TO DO:
#1 Transcribe the passage from the notebook excerpt on activation functions, starting with "# pip3 install" and going on through "in the data.".
#2 According to the notebook excerpt on activation functions, how would a network of stacked linear transformations behave without activation functions?

[Begin EXCERPT TO READ]

In [None]:
%matplotlib inline
import matplotlib.pyplot as plt

# pip3 install torch torchvision torchaudio
import torch
import torch.nn as nn
from torchvision import datasets
from torch.utils.data import DataLoader
from torchvision.transforms import ToTensor

## 1. Activation functions

### ReLU

Activation functions are crucial components of neural networks because they introduce non-linear behavior. Without them, a network composed of stacked linear transformations would still behave like a single linear model, limiting its ability to capture complex patterns in the data.

[End EXCERPT TO READ]
[Begin EXCERPTED DATA]

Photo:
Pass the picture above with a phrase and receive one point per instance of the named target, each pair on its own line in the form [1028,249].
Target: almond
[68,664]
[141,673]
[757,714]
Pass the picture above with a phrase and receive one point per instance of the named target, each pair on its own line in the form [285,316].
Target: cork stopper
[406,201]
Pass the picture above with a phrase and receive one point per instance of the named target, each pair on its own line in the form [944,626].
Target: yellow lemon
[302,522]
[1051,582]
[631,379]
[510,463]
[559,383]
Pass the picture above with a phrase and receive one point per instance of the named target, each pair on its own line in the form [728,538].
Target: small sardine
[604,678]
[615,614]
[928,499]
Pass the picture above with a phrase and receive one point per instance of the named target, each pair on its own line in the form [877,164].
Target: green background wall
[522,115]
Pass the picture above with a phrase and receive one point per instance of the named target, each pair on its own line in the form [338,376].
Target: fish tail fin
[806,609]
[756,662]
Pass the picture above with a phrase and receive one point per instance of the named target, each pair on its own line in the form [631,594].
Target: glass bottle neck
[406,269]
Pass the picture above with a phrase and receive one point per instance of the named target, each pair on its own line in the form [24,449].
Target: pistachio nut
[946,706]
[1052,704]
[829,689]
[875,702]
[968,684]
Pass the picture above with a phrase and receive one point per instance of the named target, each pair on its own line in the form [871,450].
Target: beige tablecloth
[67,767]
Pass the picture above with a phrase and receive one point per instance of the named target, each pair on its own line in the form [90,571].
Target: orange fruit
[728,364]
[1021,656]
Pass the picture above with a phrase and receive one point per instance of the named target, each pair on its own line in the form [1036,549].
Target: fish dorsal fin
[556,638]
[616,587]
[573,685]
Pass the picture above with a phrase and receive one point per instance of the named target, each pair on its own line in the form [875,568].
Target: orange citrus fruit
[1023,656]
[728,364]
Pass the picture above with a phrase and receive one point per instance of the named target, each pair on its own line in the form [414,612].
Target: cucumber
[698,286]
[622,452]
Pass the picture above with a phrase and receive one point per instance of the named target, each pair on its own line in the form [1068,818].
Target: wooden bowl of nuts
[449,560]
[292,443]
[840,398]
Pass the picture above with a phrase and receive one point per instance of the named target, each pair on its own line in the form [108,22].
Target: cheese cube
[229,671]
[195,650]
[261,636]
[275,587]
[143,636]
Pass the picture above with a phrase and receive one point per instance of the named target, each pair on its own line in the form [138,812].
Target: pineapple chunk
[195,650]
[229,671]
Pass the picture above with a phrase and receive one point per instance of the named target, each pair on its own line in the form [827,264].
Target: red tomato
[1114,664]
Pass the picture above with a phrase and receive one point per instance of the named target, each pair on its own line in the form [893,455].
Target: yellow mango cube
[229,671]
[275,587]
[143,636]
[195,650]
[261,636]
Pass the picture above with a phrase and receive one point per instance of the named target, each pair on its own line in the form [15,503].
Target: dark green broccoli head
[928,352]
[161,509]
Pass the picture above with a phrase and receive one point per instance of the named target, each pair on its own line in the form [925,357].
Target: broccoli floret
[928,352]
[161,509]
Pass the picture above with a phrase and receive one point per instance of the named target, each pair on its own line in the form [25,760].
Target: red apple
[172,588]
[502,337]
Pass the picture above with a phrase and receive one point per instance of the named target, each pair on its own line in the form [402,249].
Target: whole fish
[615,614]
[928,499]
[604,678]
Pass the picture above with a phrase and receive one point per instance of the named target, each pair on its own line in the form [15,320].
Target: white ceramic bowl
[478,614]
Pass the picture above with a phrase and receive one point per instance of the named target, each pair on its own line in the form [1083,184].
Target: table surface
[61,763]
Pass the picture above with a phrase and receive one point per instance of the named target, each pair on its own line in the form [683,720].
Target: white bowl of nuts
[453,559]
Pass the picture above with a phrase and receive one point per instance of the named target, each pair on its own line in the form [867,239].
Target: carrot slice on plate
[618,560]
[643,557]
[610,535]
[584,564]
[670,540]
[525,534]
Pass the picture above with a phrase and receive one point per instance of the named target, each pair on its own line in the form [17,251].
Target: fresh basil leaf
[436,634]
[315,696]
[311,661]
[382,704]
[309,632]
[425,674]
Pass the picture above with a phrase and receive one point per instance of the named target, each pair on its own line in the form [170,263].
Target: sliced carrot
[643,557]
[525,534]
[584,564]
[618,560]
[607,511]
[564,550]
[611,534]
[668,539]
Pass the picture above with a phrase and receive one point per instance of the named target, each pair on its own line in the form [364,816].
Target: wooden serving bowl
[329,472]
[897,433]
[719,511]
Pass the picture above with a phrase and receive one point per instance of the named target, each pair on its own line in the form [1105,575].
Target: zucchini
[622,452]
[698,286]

[End EXCERPTED DATA]

LIST OF SOLUTIONS:
#1
# pip3 install torch torchvision torchaudio
import torch
import torch.nn as nn
from torchvision import datasets
from torch.utils.data import DataLoader
from torchvision.transforms import ToTensor

## 1. Activation functions

### ReLU

Activation functions are crucial components of neural networks because they introduce non-linear behavior. Without them, a network composed of stacked linear transformations would still behave like a single linear model, limiting its ability to capture complex patterns in the data.

#2 It would still behave like a single linear model.